WHAT YOU ARE ASKED TO DO — Scan the data below. Pull out each line where "magpie" occurs.
•••••
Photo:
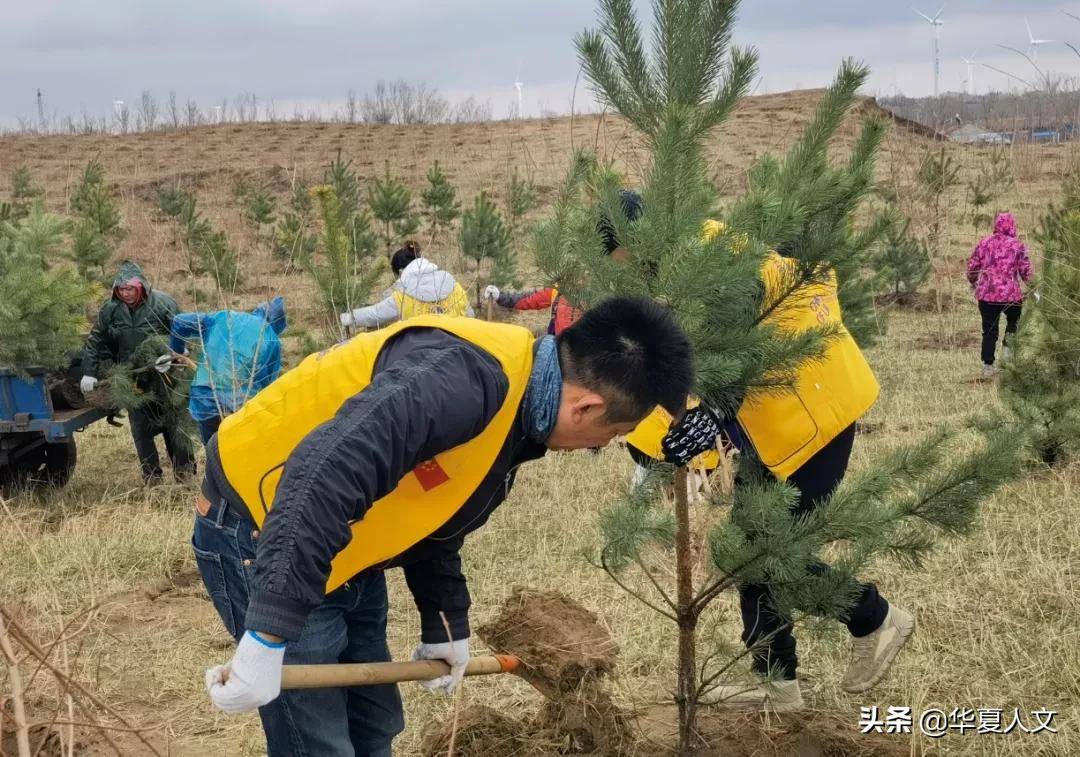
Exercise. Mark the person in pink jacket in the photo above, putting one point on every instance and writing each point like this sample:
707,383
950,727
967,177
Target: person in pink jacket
995,270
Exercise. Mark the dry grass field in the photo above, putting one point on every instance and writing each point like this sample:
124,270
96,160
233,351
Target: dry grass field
999,613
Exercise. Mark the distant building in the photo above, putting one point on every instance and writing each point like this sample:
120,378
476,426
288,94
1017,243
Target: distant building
970,134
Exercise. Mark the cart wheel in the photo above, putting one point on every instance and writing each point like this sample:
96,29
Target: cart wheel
61,458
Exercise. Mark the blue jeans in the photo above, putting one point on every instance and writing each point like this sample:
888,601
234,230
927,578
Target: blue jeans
349,626
208,428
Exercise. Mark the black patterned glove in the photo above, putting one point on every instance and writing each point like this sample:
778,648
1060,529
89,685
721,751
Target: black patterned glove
694,434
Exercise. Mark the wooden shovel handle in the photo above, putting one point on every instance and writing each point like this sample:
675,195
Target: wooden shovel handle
372,673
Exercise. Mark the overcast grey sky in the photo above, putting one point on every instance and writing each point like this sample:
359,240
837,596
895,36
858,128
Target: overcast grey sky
311,52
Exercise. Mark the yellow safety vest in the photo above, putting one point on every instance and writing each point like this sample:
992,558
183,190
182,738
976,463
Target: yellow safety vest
829,394
255,443
457,303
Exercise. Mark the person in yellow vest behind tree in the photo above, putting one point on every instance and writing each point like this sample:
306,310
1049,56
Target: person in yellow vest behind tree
422,288
802,436
385,451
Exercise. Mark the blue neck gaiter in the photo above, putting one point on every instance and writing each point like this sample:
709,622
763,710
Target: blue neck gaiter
543,392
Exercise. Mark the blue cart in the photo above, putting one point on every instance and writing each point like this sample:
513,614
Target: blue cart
37,443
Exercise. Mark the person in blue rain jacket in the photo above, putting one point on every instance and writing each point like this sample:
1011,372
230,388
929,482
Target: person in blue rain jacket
241,354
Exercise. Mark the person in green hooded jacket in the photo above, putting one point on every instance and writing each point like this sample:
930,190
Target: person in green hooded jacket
133,312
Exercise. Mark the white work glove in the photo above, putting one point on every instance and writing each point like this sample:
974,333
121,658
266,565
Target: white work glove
456,653
253,677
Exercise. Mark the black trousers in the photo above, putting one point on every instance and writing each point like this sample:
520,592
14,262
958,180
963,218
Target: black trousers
146,423
991,318
765,631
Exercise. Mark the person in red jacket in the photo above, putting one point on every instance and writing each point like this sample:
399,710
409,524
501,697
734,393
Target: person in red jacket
563,313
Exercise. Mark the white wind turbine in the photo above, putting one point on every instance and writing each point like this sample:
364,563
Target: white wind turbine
520,86
971,71
935,24
1034,44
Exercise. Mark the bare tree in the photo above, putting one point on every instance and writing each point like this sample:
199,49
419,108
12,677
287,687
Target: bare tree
147,110
377,107
191,115
122,116
471,110
174,110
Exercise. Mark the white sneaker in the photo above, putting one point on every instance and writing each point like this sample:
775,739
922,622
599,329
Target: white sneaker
873,654
775,695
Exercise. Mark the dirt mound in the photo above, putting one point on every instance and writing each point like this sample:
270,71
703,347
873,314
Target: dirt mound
566,653
484,732
743,733
585,721
562,645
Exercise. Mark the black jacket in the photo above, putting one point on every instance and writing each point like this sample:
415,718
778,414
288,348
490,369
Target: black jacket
430,392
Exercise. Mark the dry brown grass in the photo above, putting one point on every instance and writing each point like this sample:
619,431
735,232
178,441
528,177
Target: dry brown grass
998,612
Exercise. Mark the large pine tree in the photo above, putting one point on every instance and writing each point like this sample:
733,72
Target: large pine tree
676,93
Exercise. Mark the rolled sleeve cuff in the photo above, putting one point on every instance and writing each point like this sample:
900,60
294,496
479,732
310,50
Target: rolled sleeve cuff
272,613
432,630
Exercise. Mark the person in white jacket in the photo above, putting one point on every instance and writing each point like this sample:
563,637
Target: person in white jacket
422,288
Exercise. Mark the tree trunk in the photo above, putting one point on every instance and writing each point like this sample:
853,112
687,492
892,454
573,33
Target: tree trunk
687,694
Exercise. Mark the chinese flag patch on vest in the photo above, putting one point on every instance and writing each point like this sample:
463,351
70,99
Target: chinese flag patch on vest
430,474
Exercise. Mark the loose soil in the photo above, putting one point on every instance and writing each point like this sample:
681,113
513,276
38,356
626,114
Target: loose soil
566,653
561,644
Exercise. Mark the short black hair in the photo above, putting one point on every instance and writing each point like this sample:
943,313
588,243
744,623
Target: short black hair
631,202
408,253
633,352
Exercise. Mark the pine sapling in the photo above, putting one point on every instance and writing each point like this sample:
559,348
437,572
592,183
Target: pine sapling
391,203
441,206
731,295
902,261
937,175
342,272
259,210
293,237
522,198
484,235
42,298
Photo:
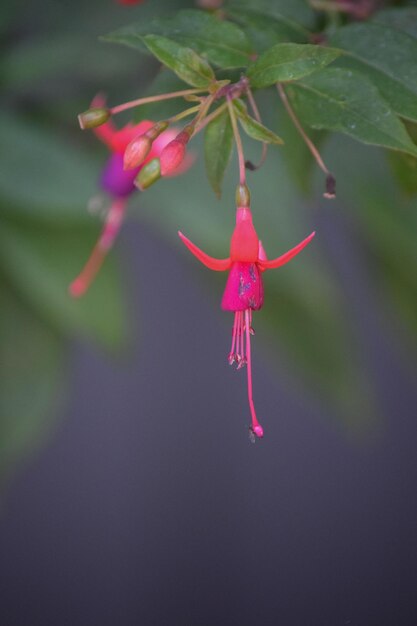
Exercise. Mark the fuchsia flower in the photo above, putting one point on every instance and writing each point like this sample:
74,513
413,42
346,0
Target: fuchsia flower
244,288
118,183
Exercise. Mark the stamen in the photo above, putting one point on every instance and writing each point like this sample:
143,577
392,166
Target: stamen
111,228
256,427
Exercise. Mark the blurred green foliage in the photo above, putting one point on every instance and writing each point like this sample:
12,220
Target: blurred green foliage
53,63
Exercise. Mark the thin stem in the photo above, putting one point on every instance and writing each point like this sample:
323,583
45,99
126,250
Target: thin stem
203,109
238,141
165,96
257,116
210,118
330,181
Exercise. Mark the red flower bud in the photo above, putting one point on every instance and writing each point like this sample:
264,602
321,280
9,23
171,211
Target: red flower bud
173,153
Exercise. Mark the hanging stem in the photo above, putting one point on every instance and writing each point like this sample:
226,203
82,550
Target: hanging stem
330,180
186,113
238,141
210,118
257,116
165,96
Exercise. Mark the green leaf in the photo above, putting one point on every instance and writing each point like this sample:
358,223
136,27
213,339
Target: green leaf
265,30
224,44
42,261
345,101
298,160
404,166
218,145
388,57
287,62
42,175
253,128
187,65
31,378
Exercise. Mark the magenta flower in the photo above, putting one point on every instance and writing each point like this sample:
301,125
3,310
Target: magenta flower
244,291
118,183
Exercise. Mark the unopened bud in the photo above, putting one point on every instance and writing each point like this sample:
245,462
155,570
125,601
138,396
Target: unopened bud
173,153
156,130
136,152
93,118
242,196
148,175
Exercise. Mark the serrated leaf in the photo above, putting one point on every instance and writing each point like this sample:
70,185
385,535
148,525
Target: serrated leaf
265,30
218,145
346,101
253,128
287,62
224,44
388,223
299,160
42,261
187,65
404,19
388,57
404,166
31,378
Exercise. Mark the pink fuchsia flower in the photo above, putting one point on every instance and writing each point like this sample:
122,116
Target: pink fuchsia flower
118,183
128,2
244,291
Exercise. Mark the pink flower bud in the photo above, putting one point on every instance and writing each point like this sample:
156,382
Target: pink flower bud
148,175
173,154
93,117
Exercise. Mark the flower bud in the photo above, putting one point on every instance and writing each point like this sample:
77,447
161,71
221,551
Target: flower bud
173,153
93,117
148,175
242,196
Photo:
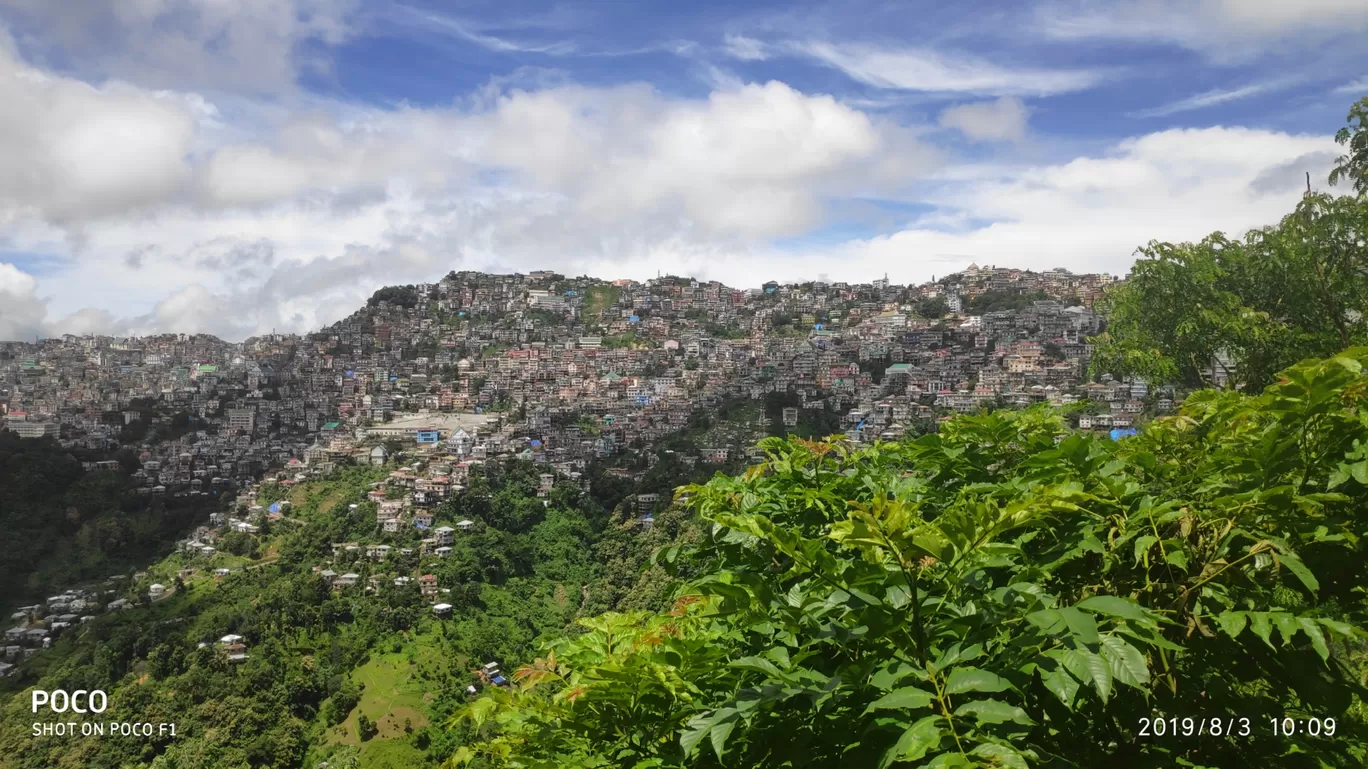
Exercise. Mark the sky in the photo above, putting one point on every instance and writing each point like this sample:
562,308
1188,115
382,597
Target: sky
240,167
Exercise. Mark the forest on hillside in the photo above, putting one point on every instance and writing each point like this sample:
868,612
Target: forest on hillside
60,524
1006,593
1000,593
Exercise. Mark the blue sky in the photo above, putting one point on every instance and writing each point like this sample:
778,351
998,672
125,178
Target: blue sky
179,166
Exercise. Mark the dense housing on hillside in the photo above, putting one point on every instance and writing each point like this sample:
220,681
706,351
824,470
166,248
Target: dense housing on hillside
562,370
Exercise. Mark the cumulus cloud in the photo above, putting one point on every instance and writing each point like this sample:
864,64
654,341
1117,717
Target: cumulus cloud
1003,119
1090,214
73,151
21,311
926,70
1222,29
744,48
256,45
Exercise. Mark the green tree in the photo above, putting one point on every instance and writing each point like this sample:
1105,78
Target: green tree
999,594
1353,166
365,728
1248,308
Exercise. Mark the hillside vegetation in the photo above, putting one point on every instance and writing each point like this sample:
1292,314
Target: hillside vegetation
60,524
345,676
999,594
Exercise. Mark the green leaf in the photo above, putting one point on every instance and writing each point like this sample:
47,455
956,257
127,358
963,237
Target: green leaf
1318,638
718,735
1298,569
1000,756
1115,606
1233,623
1142,545
974,679
761,665
1100,672
1127,664
1260,626
1287,626
1341,628
915,742
1084,627
1060,683
903,698
701,725
889,675
993,712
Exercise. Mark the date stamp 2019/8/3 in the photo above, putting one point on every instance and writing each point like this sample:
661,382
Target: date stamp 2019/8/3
1234,727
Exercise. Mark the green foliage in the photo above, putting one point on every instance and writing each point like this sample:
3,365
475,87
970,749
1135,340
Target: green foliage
60,524
1353,166
999,301
1283,293
598,298
997,594
406,297
319,658
932,308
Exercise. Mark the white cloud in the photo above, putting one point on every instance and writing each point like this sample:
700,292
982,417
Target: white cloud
256,45
1211,99
294,227
73,151
1090,214
921,69
1223,29
1359,86
744,48
21,311
1003,119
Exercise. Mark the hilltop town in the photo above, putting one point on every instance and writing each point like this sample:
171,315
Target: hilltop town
562,371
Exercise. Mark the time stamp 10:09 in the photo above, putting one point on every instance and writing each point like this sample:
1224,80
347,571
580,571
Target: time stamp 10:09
1234,727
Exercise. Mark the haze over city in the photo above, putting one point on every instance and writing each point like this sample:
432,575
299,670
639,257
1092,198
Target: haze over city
179,166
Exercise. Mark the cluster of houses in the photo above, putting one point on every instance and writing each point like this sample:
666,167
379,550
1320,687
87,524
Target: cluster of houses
558,370
38,626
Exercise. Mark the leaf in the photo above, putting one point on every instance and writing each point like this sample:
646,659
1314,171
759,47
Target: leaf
1318,638
1298,569
974,679
1341,628
1142,545
903,698
761,665
1100,672
1060,683
701,725
1233,623
720,734
915,742
1127,664
1259,626
1287,626
993,712
889,675
1000,756
1115,606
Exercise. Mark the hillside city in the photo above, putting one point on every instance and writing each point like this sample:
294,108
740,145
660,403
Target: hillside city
536,367
562,371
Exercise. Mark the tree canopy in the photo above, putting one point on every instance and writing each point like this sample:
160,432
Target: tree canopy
1000,594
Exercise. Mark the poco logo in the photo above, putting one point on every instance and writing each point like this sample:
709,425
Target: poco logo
80,701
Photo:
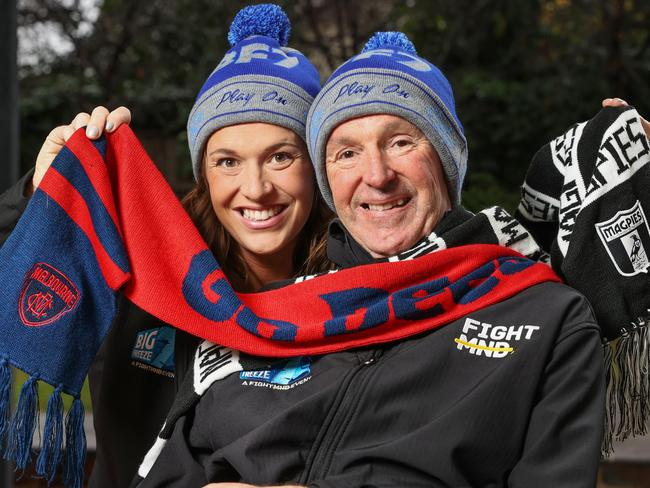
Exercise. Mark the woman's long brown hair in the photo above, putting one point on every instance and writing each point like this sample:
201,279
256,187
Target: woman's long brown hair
309,256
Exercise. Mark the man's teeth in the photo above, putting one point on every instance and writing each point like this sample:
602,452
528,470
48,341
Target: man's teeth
261,214
386,206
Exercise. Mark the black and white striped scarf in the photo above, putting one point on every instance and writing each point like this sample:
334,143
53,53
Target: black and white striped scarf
585,199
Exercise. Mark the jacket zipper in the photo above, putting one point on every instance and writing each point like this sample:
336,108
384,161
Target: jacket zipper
320,457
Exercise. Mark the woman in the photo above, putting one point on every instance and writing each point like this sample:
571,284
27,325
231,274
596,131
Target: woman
254,203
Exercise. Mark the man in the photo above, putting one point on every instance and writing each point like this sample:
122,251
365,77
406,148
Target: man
509,395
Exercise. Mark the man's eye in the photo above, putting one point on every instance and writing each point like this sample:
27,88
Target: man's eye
282,157
402,143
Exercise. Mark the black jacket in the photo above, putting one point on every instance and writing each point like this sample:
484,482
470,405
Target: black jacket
427,411
132,380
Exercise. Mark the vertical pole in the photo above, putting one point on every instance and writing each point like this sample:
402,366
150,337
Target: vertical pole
9,161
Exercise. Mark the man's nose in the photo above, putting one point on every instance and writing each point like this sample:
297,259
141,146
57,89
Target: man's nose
378,171
254,184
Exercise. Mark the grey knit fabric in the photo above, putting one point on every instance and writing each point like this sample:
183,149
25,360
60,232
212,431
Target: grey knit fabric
242,99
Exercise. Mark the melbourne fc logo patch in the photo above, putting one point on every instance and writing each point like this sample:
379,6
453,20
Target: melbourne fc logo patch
47,294
626,237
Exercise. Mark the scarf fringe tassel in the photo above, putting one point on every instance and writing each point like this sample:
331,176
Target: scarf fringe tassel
17,433
627,408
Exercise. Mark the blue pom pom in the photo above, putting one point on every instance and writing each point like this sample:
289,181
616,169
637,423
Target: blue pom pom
390,39
265,19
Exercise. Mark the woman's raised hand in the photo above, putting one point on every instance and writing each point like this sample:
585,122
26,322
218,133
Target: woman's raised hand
619,102
99,120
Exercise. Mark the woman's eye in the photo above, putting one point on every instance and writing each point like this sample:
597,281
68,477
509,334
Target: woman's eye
226,163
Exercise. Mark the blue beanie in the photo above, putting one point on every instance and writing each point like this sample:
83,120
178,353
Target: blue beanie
388,77
258,80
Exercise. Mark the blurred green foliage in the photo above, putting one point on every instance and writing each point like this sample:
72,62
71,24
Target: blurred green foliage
522,71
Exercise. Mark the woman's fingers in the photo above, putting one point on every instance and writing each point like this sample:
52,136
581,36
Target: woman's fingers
97,122
614,102
117,117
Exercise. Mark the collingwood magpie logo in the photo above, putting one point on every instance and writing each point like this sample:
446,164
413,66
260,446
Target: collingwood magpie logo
•••••
COMPLETED TASK —
Exercise. Mark the collingwood magpie logo in the photo above, putting one point on every instance and writing each point like this sample:
Target: collingwood magpie logo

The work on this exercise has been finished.